Repeat every record exactly, but keep images out of the copy.

Region pointing data
%%

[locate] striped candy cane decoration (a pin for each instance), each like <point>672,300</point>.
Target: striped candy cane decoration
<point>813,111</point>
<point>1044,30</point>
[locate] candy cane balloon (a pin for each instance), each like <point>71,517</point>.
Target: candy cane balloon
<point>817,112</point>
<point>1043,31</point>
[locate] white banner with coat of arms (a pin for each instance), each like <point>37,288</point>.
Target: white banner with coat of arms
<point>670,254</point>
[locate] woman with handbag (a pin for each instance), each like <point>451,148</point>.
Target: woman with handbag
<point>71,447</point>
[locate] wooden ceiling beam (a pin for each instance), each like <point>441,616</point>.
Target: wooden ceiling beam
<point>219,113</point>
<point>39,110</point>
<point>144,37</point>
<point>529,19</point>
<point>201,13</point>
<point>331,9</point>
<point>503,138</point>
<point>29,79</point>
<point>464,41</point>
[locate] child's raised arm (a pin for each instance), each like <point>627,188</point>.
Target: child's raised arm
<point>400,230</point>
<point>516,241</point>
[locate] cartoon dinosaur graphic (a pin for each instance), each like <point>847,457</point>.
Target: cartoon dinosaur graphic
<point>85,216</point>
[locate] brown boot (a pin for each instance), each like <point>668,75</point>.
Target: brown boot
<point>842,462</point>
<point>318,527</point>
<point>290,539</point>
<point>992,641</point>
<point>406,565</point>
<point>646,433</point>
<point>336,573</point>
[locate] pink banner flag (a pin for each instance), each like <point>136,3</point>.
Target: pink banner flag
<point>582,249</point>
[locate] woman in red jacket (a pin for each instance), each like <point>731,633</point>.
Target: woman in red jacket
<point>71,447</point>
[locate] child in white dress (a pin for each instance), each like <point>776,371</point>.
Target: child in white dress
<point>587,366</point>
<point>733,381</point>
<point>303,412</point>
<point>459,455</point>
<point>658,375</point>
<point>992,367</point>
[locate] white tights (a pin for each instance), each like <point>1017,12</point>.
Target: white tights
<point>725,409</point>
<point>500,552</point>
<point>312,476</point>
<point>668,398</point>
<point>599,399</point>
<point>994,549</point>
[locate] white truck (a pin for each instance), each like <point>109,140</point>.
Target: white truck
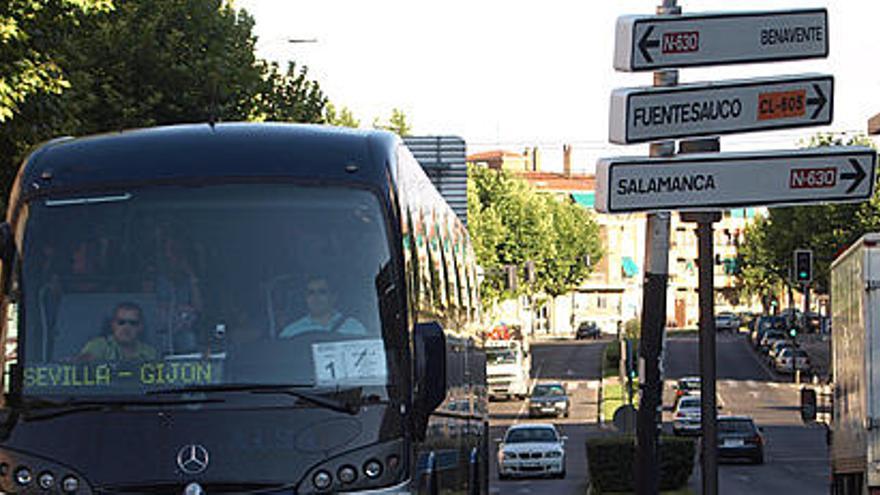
<point>508,366</point>
<point>855,357</point>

%%

Output below:
[locate] striped candy cane decoration (a pin for each instance), each like <point>672,300</point>.
Target: striped candy cane decoration
<point>813,111</point>
<point>1044,30</point>
[locate] candy cane balloon (a pin for each instance), each like <point>71,517</point>.
Target: candy cane balloon
<point>817,112</point>
<point>1043,31</point>
[locate] white banner with coat of arms (a pin for each instance), each like <point>37,288</point>.
Target: white banner with coat of arms
<point>670,254</point>
[locate] woman with handbag (a pin for each instance), each like <point>451,148</point>.
Target: woman with handbag
<point>71,447</point>
[locate] wooden ceiling beam (a pin for each instance), each like <point>441,616</point>.
Target: wooden ceiling beam
<point>219,113</point>
<point>39,110</point>
<point>144,37</point>
<point>529,19</point>
<point>201,13</point>
<point>331,9</point>
<point>503,138</point>
<point>29,79</point>
<point>464,41</point>
[locate] child's raised arm (a pin for each instance), each like <point>627,188</point>.
Target: child's raised arm
<point>400,230</point>
<point>516,241</point>
[locate] cartoon dinosaur graphic (a pin for each instance), each like <point>847,457</point>.
Target: cartoon dinosaur graphic
<point>85,216</point>
[locate] brown boot (a pin for each instance), each like <point>668,75</point>.
Target: brown boot
<point>842,462</point>
<point>318,527</point>
<point>290,539</point>
<point>992,641</point>
<point>406,565</point>
<point>646,433</point>
<point>336,573</point>
[locate] pink banner flag (a pin for each instance), each like <point>136,3</point>.
Target: pink banner flag
<point>582,249</point>
[locate] woman in red jacket (a pin for each instance), each like <point>731,633</point>.
Target: woman in red jacket
<point>71,447</point>
[locate] child in white dress (a pin for each instance), each like <point>776,371</point>.
Target: child in white dress
<point>587,366</point>
<point>733,381</point>
<point>303,412</point>
<point>459,455</point>
<point>658,375</point>
<point>992,367</point>
[locate] white tights (a pin for each instance), each like <point>1017,12</point>.
Target: white tights
<point>725,409</point>
<point>500,552</point>
<point>312,476</point>
<point>668,398</point>
<point>599,399</point>
<point>994,549</point>
[locate] white truck (a pin for each instance), each like <point>109,140</point>.
Target: white truck
<point>508,366</point>
<point>855,357</point>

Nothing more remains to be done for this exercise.